DOCUMENT PASSAGE →
-*-*-

S. Pálfalvi: Reconstruction of Eocene depositional environmets in the Vértes Hills, based on microfacies analysis
Reconstruction of Eocene depositional environmets in the Vértes Hills, based on microfacies analysis
Sarolta Pálfalvi
Ph.D thesis
Ph.D School for Earth Sciences, Ph.D Programme for Geology-Geophysics
Head of the Ph.D School for Earth Sciences: Dr. Miklós Monostori professor, doctor of Hungarian Academy of Sciences
Head of the Geology-Geophysics Ph.D Programme: Dr. Miklós Monostori professor, doctor of Hungarian Academy of Sciences
Supervisor: Dr. Miklós Kázmér associate professor, Eötvös Loránd University,
Department of Palaeontology
Eötvös Loránd University
Department of Palaeontology
Budapest, 2007
Introduction
The subject of my PhD work was recommended by Dr. Tamás Budai, the head of the Division of Geological Mapping of the Geological Institute of Hungary, as part of its mapping project on the area of the Vértes-Gerecse Mountains. The aim my work was to present the Eocen facies and palaeonvironments, to correlate the studied sequences and to reconstruct the Eocene evolution of the area based on the sedimentological and microfacies analysis of the carbonate successions of the outcrops and deep well cores investigated during the mapping and field works.

-*-*-

Data entries:
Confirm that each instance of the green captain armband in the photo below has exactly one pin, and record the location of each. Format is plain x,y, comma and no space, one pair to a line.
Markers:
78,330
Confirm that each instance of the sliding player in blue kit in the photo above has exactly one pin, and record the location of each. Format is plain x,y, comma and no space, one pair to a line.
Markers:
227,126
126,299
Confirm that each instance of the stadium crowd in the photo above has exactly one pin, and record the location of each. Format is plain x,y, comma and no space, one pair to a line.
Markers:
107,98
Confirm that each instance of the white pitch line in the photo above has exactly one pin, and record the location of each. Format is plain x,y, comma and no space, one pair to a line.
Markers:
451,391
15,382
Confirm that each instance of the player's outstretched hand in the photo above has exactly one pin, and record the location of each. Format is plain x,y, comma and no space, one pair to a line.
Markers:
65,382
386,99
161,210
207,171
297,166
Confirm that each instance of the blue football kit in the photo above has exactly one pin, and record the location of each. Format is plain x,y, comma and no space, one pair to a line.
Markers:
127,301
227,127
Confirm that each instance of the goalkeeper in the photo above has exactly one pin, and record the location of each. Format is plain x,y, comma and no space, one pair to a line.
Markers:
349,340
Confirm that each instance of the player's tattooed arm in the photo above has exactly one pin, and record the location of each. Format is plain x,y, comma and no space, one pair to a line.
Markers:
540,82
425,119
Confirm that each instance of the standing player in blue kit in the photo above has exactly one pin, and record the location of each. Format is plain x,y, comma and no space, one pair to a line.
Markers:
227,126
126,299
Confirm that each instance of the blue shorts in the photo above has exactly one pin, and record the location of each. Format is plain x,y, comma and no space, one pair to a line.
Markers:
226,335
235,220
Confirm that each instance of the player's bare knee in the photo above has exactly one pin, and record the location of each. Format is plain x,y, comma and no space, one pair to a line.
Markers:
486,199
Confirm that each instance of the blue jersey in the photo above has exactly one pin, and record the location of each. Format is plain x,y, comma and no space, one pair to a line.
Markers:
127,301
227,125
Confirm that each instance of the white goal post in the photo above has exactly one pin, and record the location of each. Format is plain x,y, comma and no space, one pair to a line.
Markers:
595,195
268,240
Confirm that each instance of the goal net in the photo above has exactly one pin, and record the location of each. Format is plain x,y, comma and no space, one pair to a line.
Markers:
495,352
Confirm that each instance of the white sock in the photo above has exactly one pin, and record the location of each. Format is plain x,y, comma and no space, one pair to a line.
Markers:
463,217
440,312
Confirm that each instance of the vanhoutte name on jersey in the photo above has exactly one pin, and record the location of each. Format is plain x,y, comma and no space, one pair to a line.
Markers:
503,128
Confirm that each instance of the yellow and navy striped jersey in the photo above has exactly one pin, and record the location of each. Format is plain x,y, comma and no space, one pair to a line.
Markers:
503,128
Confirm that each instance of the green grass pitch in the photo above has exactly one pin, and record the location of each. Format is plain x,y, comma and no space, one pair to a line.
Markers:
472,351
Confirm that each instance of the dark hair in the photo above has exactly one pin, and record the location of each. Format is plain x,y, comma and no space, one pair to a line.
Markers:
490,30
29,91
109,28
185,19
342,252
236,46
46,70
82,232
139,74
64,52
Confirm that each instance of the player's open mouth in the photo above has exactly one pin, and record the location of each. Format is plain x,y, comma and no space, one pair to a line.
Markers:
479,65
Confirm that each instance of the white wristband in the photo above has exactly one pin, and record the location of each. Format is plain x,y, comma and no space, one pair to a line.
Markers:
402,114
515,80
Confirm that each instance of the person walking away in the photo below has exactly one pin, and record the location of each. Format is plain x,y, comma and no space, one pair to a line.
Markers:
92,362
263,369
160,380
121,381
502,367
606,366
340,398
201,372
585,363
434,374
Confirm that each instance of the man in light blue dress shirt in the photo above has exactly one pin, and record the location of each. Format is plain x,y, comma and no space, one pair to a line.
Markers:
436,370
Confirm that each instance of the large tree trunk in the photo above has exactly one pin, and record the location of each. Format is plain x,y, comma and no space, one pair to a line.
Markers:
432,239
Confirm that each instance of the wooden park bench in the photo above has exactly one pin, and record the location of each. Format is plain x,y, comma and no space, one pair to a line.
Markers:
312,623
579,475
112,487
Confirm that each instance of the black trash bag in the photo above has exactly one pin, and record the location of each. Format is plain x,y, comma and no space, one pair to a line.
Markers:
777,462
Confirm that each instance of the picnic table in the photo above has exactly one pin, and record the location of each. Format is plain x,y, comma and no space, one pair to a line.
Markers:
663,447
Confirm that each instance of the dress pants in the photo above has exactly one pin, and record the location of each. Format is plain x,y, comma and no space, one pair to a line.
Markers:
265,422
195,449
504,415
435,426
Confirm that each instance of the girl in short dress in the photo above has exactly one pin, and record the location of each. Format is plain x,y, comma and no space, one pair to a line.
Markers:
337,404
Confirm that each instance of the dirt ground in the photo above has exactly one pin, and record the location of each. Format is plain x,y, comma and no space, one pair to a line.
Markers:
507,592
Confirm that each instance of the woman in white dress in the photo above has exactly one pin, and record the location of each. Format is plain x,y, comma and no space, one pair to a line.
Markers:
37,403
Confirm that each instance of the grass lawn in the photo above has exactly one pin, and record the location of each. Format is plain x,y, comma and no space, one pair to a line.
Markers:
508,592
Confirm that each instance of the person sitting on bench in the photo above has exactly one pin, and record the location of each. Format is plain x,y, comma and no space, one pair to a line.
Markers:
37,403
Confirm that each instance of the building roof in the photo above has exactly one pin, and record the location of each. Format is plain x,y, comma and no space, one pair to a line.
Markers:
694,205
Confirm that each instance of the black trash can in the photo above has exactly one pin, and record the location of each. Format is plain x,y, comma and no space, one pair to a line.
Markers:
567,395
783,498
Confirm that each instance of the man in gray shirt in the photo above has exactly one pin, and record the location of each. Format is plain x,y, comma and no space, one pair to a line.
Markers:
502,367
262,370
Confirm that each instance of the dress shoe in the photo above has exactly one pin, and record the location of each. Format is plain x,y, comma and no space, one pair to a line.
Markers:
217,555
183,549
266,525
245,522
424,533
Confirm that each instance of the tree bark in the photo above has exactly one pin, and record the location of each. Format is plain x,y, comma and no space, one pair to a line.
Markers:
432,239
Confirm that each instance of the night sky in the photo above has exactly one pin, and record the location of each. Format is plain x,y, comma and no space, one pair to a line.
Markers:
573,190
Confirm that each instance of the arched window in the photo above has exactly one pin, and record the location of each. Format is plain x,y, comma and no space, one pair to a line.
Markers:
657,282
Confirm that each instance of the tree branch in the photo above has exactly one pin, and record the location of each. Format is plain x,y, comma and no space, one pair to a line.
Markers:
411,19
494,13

-*-*-

PARTS OF THE EXERCISE →
• a. According to the thesis excerpt, who recommended the subject of the PhD work?
• b. Please quote the entries from the line containing "Confirm that each instance of the arched" through the end of the entries, inclusive.
These entries have no connection to the thesis excerpt.

THE SOLUTIONS →
• a. Dr. Tamás Budai, the head of the Division of Geological Mapping of the Geological Institute of Hungary.

• b.
Confirm that each instance of the arched window in the photo above has exactly one pin, and record the location of each. Format is plain x,y, comma and no space, one pair to a line.
Markers:
657,282
Confirm that each instance of the tree branch in the photo above has exactly one pin, and record the location of each. Format is plain x,y, comma and no space, one pair to a line.
Markers:
411,19
494,13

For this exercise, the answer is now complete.